Task to complete: Some lines of these records may hold the word "branch"; state how many, using only the number.

Supplied records:
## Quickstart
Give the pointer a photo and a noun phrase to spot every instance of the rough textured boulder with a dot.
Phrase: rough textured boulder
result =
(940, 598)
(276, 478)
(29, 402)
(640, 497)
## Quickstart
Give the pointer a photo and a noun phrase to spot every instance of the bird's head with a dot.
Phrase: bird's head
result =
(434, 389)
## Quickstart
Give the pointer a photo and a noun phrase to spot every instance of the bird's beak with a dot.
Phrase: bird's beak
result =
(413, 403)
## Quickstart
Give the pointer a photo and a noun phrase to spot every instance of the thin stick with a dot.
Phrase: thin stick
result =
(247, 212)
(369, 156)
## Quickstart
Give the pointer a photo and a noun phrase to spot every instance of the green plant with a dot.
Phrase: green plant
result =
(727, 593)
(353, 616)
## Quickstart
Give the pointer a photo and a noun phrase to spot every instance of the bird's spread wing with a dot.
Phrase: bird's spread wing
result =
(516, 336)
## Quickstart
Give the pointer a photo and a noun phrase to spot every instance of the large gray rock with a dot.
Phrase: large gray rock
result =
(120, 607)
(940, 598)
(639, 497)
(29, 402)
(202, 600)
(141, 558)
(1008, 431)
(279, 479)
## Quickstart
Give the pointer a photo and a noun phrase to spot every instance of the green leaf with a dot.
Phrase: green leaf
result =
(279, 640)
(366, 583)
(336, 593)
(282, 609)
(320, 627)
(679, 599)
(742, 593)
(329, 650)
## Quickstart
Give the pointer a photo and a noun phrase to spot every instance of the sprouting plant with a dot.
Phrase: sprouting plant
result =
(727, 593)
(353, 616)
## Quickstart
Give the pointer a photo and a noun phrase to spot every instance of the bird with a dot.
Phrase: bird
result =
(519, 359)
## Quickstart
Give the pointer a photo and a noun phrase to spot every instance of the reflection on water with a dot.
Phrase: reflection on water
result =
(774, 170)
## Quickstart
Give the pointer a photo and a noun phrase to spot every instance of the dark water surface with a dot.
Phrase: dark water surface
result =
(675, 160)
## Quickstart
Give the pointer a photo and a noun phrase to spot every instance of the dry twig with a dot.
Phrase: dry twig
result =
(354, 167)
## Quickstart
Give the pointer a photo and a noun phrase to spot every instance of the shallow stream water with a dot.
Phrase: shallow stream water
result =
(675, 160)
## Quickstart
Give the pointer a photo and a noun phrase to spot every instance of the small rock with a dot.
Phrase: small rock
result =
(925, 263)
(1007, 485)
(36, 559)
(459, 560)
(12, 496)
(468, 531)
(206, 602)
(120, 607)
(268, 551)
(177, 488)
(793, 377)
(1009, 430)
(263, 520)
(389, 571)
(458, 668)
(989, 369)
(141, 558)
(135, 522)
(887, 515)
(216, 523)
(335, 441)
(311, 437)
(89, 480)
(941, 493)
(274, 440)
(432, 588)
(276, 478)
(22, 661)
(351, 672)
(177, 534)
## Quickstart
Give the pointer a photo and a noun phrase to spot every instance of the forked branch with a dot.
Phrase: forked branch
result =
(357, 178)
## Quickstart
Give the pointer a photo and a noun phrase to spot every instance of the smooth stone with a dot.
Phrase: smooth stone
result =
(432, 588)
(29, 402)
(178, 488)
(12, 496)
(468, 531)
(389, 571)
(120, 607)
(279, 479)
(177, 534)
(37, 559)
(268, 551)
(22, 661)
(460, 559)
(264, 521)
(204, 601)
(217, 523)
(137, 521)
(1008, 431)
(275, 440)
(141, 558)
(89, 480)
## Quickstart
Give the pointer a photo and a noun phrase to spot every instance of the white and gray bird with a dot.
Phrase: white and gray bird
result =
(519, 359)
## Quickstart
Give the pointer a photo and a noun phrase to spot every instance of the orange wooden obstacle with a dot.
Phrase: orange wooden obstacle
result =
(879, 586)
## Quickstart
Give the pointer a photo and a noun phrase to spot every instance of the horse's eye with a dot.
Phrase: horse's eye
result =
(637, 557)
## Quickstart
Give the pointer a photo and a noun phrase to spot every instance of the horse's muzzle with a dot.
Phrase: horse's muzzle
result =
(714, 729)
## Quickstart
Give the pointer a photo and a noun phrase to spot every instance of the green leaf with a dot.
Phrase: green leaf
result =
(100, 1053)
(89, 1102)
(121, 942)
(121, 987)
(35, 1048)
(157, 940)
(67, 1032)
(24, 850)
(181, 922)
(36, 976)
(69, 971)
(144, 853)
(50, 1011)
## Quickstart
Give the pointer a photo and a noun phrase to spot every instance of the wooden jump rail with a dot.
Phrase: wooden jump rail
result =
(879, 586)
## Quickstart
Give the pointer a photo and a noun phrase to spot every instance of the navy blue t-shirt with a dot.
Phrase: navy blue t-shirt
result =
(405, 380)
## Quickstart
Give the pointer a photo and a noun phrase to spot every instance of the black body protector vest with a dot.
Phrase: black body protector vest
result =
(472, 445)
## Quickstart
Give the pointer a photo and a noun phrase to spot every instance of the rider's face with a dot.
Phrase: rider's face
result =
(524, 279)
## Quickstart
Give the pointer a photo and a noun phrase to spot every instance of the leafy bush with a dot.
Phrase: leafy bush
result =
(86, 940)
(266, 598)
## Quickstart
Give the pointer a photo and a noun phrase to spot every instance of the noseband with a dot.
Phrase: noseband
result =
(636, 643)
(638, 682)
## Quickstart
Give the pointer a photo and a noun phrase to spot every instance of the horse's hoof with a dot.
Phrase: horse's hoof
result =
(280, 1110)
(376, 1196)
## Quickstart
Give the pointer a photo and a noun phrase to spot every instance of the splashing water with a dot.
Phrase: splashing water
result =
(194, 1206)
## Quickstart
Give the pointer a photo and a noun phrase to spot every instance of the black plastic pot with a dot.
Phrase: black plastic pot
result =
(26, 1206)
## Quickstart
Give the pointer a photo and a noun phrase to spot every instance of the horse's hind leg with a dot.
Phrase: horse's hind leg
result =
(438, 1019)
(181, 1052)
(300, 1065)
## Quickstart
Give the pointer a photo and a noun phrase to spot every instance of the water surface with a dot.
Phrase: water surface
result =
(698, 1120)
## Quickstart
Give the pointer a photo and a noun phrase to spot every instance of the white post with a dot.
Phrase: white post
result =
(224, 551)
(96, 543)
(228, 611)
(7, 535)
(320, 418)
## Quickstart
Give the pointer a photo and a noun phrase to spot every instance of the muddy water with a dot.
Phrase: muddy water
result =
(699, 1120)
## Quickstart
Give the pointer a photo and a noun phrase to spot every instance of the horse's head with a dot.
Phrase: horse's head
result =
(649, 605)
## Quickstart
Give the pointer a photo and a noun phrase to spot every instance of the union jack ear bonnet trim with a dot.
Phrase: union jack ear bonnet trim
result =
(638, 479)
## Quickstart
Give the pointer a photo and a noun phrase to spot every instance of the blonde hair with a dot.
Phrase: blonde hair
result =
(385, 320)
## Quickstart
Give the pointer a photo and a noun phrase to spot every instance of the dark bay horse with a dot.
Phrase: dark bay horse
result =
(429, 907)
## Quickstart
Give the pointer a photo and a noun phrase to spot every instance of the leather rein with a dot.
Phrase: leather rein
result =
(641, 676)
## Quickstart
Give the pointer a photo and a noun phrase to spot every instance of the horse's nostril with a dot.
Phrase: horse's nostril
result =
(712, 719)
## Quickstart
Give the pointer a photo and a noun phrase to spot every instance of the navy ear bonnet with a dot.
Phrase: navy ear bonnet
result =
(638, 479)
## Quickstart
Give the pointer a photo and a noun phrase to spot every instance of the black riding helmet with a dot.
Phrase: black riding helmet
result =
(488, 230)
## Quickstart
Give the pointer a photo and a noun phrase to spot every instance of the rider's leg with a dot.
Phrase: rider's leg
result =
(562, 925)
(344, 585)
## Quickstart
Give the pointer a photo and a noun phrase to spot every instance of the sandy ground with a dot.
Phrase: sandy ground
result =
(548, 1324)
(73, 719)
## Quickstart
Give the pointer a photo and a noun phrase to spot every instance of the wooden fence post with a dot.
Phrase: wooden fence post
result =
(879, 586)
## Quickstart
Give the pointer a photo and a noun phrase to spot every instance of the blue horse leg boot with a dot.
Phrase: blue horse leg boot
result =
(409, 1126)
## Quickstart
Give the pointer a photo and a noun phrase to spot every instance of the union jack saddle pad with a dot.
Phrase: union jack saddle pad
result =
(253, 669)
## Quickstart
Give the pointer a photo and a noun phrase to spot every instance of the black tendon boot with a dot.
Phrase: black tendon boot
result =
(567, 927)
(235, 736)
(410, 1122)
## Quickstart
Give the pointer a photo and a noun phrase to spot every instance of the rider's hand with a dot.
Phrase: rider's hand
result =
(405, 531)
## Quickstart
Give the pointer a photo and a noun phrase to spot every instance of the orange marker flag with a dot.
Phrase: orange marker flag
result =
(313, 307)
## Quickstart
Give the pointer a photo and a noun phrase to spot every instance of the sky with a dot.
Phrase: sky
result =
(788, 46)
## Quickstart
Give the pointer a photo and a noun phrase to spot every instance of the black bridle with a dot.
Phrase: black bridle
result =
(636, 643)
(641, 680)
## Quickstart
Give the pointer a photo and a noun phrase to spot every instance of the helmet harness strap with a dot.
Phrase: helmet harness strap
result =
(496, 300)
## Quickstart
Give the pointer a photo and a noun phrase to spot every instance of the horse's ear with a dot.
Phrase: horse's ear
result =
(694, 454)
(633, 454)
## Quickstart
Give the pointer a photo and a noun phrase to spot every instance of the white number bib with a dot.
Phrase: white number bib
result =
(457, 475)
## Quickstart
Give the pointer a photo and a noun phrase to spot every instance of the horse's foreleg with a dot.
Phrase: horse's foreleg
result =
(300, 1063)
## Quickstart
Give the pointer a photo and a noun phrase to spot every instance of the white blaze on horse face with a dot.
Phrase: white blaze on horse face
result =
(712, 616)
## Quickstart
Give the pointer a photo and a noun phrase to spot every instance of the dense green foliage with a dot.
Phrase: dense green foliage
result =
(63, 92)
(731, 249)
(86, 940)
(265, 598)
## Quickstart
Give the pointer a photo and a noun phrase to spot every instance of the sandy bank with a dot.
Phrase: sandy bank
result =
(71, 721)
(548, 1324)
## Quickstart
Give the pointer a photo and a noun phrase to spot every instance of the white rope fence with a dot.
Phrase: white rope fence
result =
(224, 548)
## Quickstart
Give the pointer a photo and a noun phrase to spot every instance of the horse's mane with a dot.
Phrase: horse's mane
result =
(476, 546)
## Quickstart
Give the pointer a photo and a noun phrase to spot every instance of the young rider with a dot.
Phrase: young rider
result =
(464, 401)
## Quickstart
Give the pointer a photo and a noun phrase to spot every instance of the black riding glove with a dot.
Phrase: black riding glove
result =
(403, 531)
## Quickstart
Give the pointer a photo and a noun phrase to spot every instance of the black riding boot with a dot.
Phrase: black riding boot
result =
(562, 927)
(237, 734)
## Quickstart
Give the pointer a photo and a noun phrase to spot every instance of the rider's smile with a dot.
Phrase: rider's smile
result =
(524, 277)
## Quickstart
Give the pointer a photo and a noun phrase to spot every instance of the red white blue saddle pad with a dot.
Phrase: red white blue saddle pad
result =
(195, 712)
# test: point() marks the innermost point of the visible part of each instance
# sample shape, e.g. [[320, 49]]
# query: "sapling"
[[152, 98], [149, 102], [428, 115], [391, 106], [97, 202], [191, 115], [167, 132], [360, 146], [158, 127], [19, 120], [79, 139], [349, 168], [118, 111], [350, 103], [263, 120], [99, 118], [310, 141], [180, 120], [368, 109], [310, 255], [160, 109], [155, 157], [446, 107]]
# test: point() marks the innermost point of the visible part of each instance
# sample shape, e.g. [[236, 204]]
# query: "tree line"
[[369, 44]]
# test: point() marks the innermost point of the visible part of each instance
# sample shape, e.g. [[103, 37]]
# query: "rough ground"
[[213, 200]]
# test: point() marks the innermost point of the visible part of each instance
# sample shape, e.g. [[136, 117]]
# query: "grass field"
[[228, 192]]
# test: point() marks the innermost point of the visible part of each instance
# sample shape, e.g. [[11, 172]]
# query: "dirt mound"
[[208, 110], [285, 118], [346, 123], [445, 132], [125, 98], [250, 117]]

Answer to this exercise: 2